Make a verbatim copy of the records; pictures stay out.
BEGIN Data listing
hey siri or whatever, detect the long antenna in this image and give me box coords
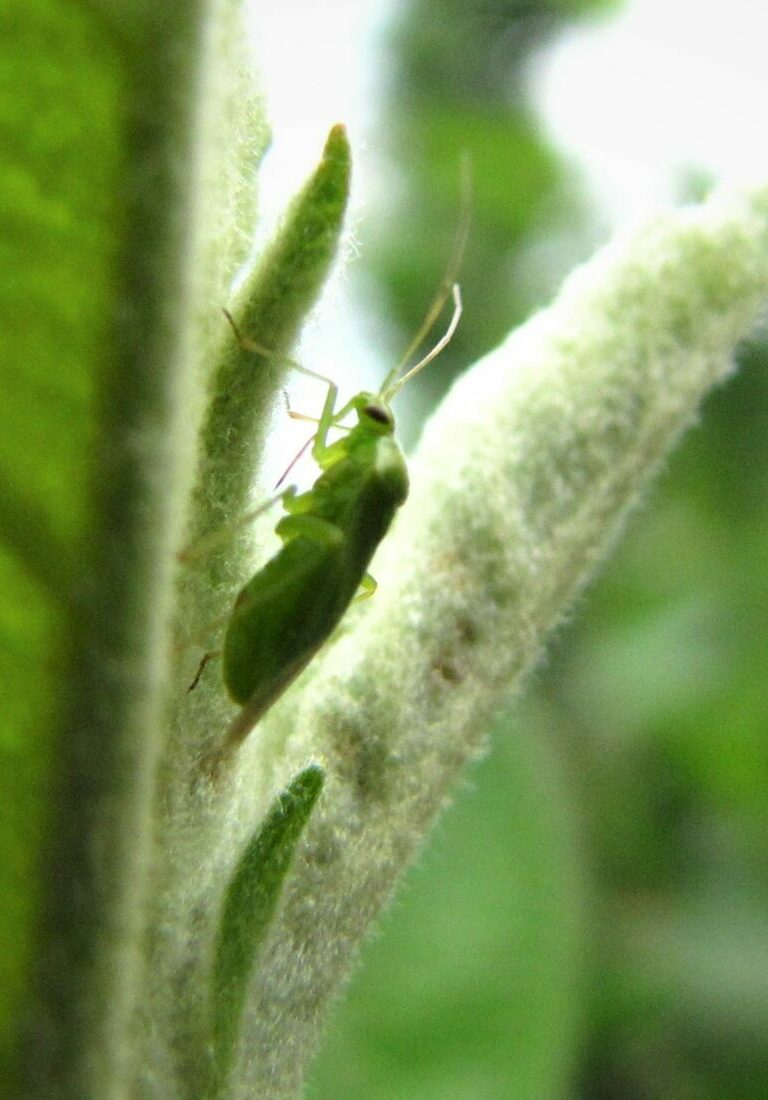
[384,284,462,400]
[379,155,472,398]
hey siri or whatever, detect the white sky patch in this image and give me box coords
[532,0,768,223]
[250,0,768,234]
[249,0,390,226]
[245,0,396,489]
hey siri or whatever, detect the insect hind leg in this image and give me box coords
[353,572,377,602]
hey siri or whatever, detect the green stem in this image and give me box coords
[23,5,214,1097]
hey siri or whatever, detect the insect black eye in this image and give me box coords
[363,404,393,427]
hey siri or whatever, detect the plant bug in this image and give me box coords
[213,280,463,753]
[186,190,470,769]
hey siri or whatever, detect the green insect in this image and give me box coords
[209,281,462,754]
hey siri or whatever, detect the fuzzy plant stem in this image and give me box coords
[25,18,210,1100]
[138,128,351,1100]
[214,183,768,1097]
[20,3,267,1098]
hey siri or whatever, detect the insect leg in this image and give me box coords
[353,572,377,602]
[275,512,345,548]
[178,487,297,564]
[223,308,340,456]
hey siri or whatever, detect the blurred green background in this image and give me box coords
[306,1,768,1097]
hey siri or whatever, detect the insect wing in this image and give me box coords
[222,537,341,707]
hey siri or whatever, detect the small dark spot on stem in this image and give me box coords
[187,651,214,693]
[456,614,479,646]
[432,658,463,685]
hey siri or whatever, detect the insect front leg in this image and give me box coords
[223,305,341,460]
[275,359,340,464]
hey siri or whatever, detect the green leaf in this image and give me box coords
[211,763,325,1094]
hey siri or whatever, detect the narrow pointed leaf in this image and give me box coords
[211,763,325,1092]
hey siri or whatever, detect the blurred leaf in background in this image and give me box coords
END Data listing
◆ The answer
hey siri or whatever, detect the long antenna in this image and give me box coords
[384,284,462,400]
[379,155,472,398]
hey siri or whatever, detect the white sky patch in this image and give me box coords
[532,0,768,223]
[250,0,768,234]
[249,0,390,226]
[245,0,396,489]
hey siri or whatever, detect the insect hind leg in this image and give me box coords
[353,572,377,602]
hey siri or whatever, detect the green stem in this image and give me box coords
[23,5,214,1097]
hey siri or whatever, detect the insect black eye in this image and give me box coords
[363,404,393,427]
hey siri or whatever, detect the plant bug in this image and give me box coords
[213,280,463,753]
[186,190,470,769]
hey siri or whatever, detect the green insect in this image and give me box coords
[209,281,462,754]
hey siri or whatever, detect the fuzzy plant stem in this image and give me box coords
[25,18,210,1100]
[138,128,351,1100]
[214,183,768,1097]
[20,3,267,1098]
hey siri or whatever, detect the insect leg in this image and give me box coords
[353,572,377,602]
[275,512,345,548]
[178,487,297,564]
[223,308,340,456]
hey siri or whatever, detect the blurred green background in this image and give me box coords
[306,1,768,1097]
hey siri or whatever, detect the insect wing in this image and give me box coords
[222,537,341,707]
hey siri or whatever, detect the small dark spot on stem in this image and give me box coords
[187,651,214,693]
[456,614,479,646]
[432,658,463,685]
hey siri or whatever, detect the insect front leg in this image and give me box coords
[223,305,341,460]
[275,359,340,464]
hey siri or whatever, detect the green leaf in this image and give me box coords
[211,763,325,1094]
hey siri or whatever, detect the narrow pointed leaf in this image and give me box coords
[211,763,325,1092]
hey siri or whatever, detect the blurred leaf in background in this image and give me box coords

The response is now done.